Selection:

From: Laszlo Ersek <lersek-H+wXaHxf7aLQT0dZR+AlfA@public.gmane.org>
To: Peter Jones <pjones-H+wXaHxf7aLQT0dZR+AlfA@public.gmane.org>,
Matt Fleming
<matt-mF/unelCI9GS6iBeEJttW/XRex20P6io@public.gmane.org>
Cc: efi kernel list
<linux-efi-u79uwXL29TY76Z2rM5mHXA@public.gmane.org>,
Matthew Garrett <mjg59-1xO5oi07KQx4cg9Nei1l7Q@public.gmane.org>
Subject: Re: [PATCH 1/5] Add ucs2 -> utf8 helper functions
Date: Fri, 12 Feb 2016 14:22:29 +0100 [thread overview]
Message-ID: <56BDDC95.8030608@redhat.com> (raw)
In-Reply-To: <1454600074-14854-2-git-send-email-pjones-H+wXaHxf7aLQT0dZR+AlfA@public.gmane.org>
(I imported these messages from the gmane archive, after reading about
this work on LWN. Sorry if I'm not looking at the latest patches.)

The request:
Return the entire email above verbatim, from its first line to its last. The entries that follow are separate material and are not part of the email.

Listed entries:

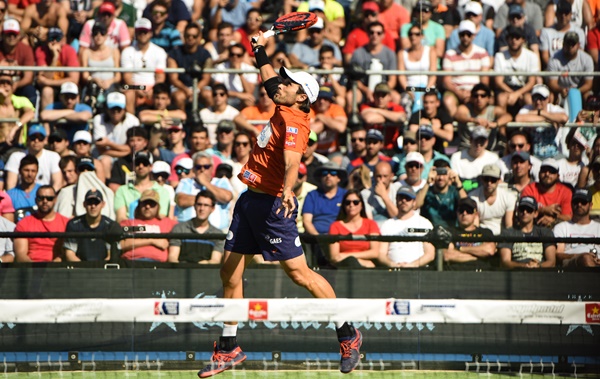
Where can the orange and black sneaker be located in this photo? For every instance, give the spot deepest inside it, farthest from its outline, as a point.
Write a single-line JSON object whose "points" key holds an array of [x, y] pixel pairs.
{"points": [[222, 360], [350, 350]]}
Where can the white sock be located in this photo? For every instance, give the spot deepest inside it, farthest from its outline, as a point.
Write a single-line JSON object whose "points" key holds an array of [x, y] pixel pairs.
{"points": [[229, 330]]}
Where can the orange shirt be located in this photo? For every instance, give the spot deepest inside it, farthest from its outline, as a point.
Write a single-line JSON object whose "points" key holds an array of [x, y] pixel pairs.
{"points": [[288, 129]]}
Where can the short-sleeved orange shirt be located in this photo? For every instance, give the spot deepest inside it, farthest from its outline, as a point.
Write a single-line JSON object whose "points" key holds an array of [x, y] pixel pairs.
{"points": [[288, 129]]}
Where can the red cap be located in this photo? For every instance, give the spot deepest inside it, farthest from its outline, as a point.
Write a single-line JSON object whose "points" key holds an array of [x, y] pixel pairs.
{"points": [[107, 7], [370, 6], [302, 169]]}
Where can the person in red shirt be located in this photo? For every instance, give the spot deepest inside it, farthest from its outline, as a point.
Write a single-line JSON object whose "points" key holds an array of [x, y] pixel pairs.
{"points": [[264, 218], [45, 219], [553, 197]]}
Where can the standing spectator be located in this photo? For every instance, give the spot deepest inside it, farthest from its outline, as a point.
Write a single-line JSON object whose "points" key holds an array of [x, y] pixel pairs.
{"points": [[147, 216], [462, 255], [407, 223], [578, 254], [353, 219], [467, 57], [54, 53], [70, 109], [41, 249], [198, 250], [49, 172], [527, 254], [495, 204], [553, 198], [93, 221], [142, 54]]}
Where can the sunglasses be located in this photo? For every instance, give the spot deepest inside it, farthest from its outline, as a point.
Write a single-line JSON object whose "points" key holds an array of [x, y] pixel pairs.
{"points": [[47, 198]]}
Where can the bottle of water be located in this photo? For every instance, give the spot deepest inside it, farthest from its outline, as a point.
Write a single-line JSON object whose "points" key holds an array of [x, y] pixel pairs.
{"points": [[375, 79]]}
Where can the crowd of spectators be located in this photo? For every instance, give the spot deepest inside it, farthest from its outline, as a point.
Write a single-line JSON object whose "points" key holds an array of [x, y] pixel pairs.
{"points": [[96, 151]]}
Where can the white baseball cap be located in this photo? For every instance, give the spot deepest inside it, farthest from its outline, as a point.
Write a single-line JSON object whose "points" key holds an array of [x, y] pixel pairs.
{"points": [[305, 80]]}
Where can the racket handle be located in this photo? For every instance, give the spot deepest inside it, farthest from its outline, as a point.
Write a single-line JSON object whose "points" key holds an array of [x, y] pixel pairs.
{"points": [[268, 34]]}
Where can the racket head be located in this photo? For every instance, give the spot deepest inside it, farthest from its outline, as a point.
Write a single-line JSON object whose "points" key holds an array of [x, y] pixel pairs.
{"points": [[294, 21]]}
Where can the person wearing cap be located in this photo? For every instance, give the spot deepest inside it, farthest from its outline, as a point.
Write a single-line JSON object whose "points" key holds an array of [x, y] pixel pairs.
{"points": [[515, 90], [93, 221], [127, 196], [306, 53], [553, 197], [495, 203], [466, 56], [198, 250], [13, 106], [55, 52], [358, 36], [527, 254], [469, 162], [407, 223], [14, 52], [49, 172], [142, 54], [552, 36], [469, 255], [572, 58], [147, 217], [44, 218], [542, 110], [68, 108], [578, 254], [328, 120]]}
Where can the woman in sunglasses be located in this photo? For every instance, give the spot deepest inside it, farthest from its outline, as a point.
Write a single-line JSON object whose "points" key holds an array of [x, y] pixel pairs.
{"points": [[352, 220]]}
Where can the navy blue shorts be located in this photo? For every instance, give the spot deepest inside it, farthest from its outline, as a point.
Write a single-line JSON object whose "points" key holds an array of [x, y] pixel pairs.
{"points": [[257, 229]]}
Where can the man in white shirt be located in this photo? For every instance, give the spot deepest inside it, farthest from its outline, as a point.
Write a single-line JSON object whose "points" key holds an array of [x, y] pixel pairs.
{"points": [[407, 223]]}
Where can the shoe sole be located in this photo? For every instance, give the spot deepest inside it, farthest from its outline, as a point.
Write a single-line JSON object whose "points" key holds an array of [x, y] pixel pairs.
{"points": [[218, 371]]}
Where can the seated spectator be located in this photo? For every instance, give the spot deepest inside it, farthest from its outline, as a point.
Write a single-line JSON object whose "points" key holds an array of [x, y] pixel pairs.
{"points": [[468, 163], [384, 115], [54, 53], [147, 215], [164, 33], [434, 114], [544, 144], [127, 196], [187, 189], [49, 172], [462, 255], [185, 56], [553, 197], [41, 249], [574, 254], [198, 250], [515, 90], [516, 19], [379, 201], [103, 54], [466, 57], [407, 223], [480, 112], [13, 106], [22, 195], [240, 86], [438, 199], [353, 219], [328, 120], [68, 108], [527, 254], [495, 203], [142, 54], [93, 221]]}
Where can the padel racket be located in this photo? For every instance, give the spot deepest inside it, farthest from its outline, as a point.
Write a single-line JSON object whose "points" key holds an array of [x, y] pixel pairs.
{"points": [[290, 22]]}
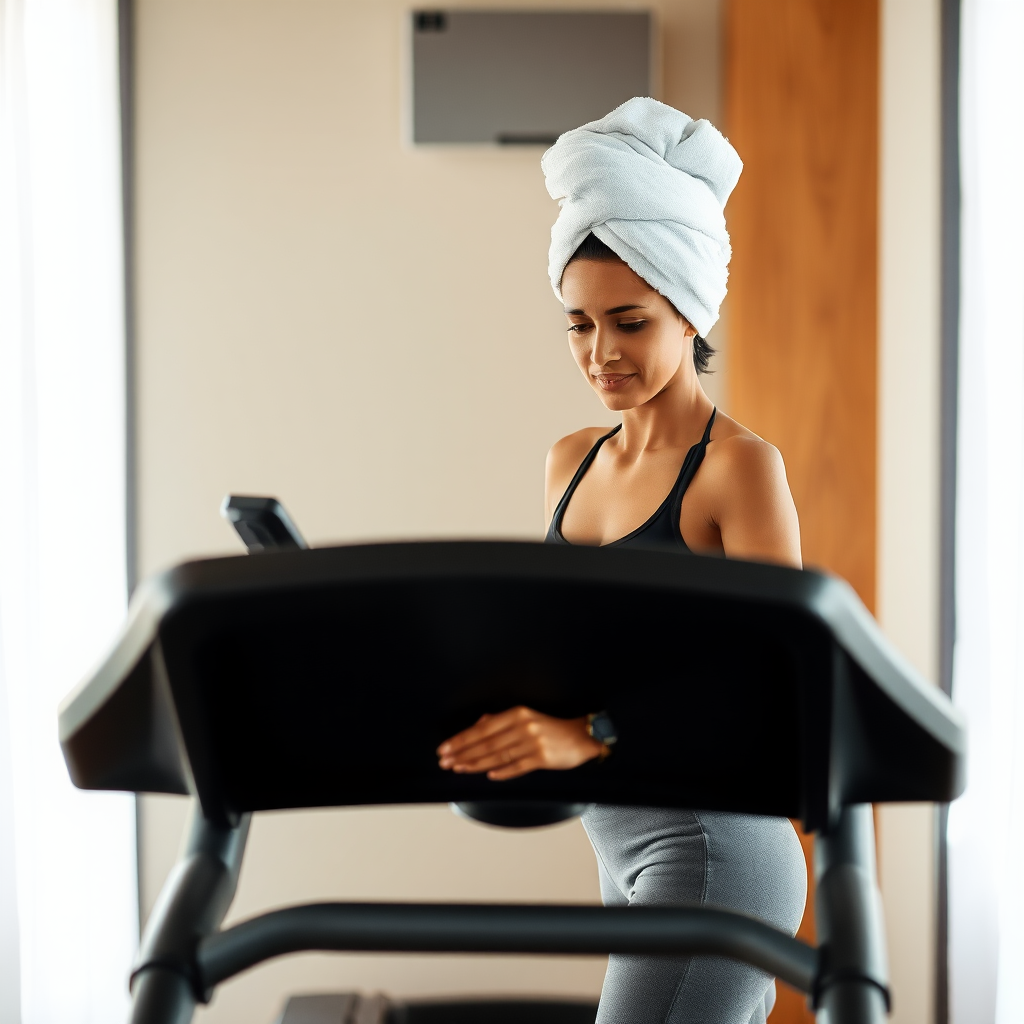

Written answer:
From: Laszlo Ersek <lersek-H+wXaHxf7aLQT0dZR+AlfA@public.gmane.org>
To: Peter Jones <pjones-H+wXaHxf7aLQT0dZR+AlfA@public.gmane.org>,
Matt Fleming
<matt-mF/unelCI9GS6iBeEJttW/XRex20P6io@public.gmane.org>
Cc: efi kernel list
<linux-efi-u79uwXL29TY76Z2rM5mHXA@public.gmane.org>,
Matthew Garrett <mjg59-1xO5oi07KQx4cg9Nei1l7Q@public.gmane.org>
Subject: Re: [PATCH 1/5] Add ucs2 -> utf8 helper functions
Date: Fri, 12 Feb 2016 14:22:29 +0100 [thread overview]
Message-ID: <56BDDC95.8030608@redhat.com> (raw)
In-Reply-To: <1454600074-14854-2-git-send-email-pjones-H+wXaHxf7aLQT0dZR+AlfA@public.gmane.org>
(I imported these messages from the gmane archive, after reading about
this work on LWN. Sorry if I'm not looking at the latest patches.)